* [Text section]
================================

Shannon Dee Bailey’s Testimony

My name is Shannon Dee Bailey (nee Turner) and I'm the Overseer of Rushing Wind Church Online. I have been a Christian since I was 5 years old. When I was 4 years old, my father disappeared under very suspicious circumstances. The police thought that he'd run to escape from an upcoming trial, but in reality some business associates who feared that he might say too much at the trial had murdered him. His body was never found, but after 12 years of my mother insisting that he was dead, they finally issued a death certificate and, at last, my father was officially, dead." My mother raised my two brothers and myself all alone. As hard as she tried, sometimes our living conditions were not always "ideal." From the ages of 8 to 14 I was abused at a neighbour’s house where I was being babysat. During that time I was so scared that I assumed that I was the problem and that it was my fault. I couldn't tell anyone.

This is no testimony of "Get saved and Jesus will make all your circumstances better." In fact, I've gone through quite a few trials in my life. However, God has gotten me over every single hurdle I've faced. At 18 years old I went to Bible College, met my future husband (talk about trials...) and basically felt like a hypocrite. I felt like this awful person who pretended to love God, but had done such terrible things that I'd earned that abuse so long before. I couldn't tell you what those terrible things were, but I believed in my heart that it was I who was at fault when I'd been abused. After all, the person abusing me had told me that all the time. In my mind I was a dirty little slut that God hated.

At school, I threw myself into every ministry imaginable to prove to God and myself that I really belonged there. I have a type "A" personality anyways, but I was running like a crazy chicken with its head cut off. I had no self-esteem so I tried to fill my emptiness with accomplishments. I had always tried to compensate in this way for the gnawing feeling that I had somehow "earned," my abuse. My best was never good enough. I set a standard for myself of perfection that could never be attained in my own strength.


This photo shows the degree to how prideful I really was in all the awards I got.

Unbelievable hah? I was a jerk back then! Glad God found me!

Some people may be asking, "Where was God during all of this? You sound like you were trying to make it through all this on your own.”

My answer would be, “You are absolutely correct.” I was trying to do it all and each accomplishment left me feeling emptier and more depressed. I felt like I had no right to talk to God, because He had "punished," me by allowing the abuse I'd endured. So I walked away from God in my heart even though on the outside I looked like "Super-Christian." I went to Bible College because I thought it would make God pleased with me and I hoped that I'd see someone, anyone, living the Christian life I'd heard about but never witnessed.

================================

* [To do]
[1] In the testimony, how old was the writer when starting Bible College?
[2] Check each statement against the testimony and answer yes or no, quoting the words that decide it: (a) The father's body was eventually found. (b) The mother raised three children by herself. (c) The writer became a Christian at age 8.
[3] Reproduce word for word the stretch of the testimony from "Some people may" through "but never witnessed.".

* [Excerpts of pointing data]
================================

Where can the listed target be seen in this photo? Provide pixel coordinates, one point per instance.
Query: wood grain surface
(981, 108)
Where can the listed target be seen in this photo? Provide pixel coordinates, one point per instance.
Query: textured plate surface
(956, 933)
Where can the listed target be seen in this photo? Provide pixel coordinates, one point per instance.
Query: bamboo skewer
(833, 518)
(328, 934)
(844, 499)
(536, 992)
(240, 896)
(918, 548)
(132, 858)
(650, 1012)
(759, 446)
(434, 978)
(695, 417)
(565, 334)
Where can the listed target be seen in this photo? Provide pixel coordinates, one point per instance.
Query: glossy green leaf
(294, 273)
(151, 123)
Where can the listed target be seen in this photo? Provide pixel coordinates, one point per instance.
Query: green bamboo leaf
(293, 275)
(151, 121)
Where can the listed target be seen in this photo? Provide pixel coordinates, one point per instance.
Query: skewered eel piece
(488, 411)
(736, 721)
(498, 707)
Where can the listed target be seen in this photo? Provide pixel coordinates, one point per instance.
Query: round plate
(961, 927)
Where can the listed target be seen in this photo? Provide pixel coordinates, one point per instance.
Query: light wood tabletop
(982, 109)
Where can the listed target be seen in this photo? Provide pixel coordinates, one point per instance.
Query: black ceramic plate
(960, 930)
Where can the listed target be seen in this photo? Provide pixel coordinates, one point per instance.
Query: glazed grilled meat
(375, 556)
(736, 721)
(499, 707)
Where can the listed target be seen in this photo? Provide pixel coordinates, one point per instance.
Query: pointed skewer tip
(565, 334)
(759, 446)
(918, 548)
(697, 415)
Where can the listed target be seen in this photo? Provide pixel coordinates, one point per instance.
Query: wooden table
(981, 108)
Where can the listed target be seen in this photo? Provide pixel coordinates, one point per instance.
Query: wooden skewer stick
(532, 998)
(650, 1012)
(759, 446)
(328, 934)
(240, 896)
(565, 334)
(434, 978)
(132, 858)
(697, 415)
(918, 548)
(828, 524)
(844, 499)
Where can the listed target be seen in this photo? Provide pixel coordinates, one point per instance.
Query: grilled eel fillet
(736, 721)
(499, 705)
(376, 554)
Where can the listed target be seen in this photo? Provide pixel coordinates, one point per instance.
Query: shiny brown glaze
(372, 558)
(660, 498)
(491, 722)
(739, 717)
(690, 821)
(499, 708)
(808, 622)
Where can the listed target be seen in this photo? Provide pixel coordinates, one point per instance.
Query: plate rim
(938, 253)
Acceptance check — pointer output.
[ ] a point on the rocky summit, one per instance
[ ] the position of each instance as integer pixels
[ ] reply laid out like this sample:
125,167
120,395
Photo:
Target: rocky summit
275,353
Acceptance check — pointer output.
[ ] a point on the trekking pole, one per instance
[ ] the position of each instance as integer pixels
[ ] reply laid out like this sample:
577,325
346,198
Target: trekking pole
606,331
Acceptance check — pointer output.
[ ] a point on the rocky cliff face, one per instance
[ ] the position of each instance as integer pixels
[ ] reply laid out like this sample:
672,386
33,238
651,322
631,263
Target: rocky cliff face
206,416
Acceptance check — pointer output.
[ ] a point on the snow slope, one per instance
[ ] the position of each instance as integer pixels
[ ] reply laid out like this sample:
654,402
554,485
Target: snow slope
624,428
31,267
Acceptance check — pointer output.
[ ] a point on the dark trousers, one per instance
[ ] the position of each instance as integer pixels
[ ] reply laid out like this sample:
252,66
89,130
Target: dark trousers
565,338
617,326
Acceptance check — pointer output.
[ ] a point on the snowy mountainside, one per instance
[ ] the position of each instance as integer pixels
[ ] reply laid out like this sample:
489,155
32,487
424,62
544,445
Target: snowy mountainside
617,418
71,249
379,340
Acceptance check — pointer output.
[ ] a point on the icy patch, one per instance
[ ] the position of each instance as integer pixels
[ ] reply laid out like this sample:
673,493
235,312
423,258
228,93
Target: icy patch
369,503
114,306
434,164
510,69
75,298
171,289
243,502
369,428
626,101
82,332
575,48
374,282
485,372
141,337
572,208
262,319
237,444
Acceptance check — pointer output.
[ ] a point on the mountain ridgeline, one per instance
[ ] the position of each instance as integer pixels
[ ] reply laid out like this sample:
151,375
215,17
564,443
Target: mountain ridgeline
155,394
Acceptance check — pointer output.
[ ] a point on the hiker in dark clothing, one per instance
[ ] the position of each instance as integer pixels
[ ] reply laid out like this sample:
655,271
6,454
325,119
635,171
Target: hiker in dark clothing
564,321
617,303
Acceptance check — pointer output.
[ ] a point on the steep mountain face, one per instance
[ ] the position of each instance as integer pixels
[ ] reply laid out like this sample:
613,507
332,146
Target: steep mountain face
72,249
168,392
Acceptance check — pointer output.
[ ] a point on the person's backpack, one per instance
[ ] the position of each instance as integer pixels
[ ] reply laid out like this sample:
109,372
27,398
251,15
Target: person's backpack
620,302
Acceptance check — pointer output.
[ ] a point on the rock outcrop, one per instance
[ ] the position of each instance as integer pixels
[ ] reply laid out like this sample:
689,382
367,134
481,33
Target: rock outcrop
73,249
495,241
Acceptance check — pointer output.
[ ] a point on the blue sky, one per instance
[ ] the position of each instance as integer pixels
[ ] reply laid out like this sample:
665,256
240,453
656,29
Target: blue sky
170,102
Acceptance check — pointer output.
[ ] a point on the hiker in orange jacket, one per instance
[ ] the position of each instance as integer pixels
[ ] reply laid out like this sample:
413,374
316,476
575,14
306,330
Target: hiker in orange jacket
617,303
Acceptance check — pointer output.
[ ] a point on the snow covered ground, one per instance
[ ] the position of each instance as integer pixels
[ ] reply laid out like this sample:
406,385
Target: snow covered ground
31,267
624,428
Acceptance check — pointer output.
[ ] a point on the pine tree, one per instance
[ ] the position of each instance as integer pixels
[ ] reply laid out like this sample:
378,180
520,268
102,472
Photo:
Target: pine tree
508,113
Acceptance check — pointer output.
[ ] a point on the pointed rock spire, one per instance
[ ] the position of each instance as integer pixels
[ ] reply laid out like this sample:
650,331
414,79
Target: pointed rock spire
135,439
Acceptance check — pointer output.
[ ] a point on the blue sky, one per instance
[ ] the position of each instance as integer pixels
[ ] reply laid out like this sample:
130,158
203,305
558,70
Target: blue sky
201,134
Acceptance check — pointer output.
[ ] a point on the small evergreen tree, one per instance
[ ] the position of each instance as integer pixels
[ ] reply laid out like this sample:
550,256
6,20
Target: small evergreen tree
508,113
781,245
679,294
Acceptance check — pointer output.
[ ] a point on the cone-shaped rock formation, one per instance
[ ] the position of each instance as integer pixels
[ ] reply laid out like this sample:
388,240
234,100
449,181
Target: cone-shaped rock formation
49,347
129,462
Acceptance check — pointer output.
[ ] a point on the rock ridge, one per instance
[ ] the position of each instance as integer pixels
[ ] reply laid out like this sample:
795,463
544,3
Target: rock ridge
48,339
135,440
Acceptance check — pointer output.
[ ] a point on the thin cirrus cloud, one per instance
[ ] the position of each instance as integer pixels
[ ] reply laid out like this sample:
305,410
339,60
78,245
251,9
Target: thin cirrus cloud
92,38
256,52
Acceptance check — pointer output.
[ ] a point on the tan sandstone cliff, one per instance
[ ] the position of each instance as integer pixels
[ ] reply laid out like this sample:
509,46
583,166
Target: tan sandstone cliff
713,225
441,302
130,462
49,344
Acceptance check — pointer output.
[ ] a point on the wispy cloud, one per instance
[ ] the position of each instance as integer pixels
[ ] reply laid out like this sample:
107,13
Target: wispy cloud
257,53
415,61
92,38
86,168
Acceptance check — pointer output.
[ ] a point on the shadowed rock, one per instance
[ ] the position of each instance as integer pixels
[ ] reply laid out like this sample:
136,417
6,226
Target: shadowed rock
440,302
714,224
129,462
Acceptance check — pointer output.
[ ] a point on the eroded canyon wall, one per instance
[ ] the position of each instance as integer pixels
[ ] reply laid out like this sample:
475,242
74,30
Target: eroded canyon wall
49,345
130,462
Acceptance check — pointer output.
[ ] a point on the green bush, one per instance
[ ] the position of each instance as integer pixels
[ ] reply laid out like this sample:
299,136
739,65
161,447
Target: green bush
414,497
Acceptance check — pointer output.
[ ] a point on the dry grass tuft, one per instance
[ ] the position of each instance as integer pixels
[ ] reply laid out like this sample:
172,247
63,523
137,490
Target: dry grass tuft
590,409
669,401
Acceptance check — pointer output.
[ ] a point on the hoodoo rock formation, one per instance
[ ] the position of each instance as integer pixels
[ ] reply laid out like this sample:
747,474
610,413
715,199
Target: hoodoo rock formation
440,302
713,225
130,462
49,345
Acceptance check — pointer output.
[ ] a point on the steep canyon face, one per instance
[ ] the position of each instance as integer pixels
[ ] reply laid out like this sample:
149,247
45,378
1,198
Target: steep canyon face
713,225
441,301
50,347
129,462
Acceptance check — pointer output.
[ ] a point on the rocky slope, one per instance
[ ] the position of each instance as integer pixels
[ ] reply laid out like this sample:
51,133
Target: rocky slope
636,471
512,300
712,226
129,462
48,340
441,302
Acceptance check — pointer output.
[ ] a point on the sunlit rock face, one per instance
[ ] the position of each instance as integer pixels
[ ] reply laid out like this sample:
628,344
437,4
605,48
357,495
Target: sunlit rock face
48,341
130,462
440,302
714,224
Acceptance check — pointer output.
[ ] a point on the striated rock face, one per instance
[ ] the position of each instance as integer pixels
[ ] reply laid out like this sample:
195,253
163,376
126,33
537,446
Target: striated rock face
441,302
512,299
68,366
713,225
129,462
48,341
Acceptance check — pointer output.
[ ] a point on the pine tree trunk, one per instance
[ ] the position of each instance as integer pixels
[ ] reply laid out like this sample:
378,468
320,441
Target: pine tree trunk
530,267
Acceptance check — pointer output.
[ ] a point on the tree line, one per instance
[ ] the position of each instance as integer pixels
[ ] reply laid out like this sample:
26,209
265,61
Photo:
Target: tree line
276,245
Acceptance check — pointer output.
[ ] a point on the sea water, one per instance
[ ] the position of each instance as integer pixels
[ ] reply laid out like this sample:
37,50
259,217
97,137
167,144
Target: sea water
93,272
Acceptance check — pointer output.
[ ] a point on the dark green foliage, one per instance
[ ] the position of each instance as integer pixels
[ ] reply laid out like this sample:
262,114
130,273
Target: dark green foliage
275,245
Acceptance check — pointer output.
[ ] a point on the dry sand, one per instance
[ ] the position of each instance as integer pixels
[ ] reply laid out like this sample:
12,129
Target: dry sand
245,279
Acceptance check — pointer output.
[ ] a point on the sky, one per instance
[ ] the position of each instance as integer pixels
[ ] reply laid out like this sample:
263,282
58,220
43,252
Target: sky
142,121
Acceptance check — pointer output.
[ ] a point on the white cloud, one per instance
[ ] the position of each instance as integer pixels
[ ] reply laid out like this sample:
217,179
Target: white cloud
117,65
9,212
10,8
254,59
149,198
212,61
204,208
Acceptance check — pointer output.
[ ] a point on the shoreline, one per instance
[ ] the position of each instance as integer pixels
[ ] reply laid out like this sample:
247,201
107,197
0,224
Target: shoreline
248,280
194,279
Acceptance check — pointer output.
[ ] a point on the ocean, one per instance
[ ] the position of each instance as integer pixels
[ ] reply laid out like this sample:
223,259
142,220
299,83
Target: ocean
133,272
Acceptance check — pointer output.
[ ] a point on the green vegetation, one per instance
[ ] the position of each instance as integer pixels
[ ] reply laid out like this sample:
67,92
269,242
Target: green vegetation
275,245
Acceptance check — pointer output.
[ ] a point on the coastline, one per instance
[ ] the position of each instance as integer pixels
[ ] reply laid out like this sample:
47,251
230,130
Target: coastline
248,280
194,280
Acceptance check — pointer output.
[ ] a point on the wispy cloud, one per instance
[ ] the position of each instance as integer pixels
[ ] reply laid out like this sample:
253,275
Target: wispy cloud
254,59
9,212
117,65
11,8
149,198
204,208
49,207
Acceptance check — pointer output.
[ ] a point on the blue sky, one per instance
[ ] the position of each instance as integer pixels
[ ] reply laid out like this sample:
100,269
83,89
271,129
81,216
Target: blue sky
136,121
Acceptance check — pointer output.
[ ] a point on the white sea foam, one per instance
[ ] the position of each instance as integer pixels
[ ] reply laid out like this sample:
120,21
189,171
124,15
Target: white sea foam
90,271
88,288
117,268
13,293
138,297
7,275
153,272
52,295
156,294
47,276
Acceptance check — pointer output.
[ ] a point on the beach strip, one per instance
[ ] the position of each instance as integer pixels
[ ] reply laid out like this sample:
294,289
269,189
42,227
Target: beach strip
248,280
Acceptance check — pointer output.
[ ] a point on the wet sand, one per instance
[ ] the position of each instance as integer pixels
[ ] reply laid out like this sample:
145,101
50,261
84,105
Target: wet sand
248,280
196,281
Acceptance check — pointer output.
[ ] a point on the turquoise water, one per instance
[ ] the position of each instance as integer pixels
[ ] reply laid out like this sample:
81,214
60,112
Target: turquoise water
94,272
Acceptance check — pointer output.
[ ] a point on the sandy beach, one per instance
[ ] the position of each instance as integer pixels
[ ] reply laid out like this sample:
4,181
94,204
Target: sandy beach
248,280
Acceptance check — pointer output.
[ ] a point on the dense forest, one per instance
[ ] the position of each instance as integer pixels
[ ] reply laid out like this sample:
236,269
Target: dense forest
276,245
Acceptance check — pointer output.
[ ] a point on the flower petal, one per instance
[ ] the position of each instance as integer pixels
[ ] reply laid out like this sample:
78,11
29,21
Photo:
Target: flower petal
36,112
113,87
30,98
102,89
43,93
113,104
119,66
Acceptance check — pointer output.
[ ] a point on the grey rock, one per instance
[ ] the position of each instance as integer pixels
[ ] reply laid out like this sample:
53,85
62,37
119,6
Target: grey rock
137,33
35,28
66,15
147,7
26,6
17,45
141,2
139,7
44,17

================================

* [Expected answers]
[1] 18 years old.

[2]
(a) No: "His body was never found"
(b) Yes: "My mother raised my two brothers and myself all alone."
(c) No: "I have been a Christian since I was 5 years old."

[3]
Some people may be asking, "Where was God during all of this? You sound like you were trying to make it through all this on your own.”

My answer would be, “You are absolutely correct.” I was trying to do it all and each accomplishment left me feeling emptier and more depressed. I felt like I had no right to talk to God, because He had "punished," me by allowing the abuse I'd endured. So I walked away from God in my heart even though on the outside I looked like "Super-Christian." I went to Bible College because I thought it would make God pleased with me and I hoped that I'd see someone, anyone, living the Christian life I'd heard about but never witnessed.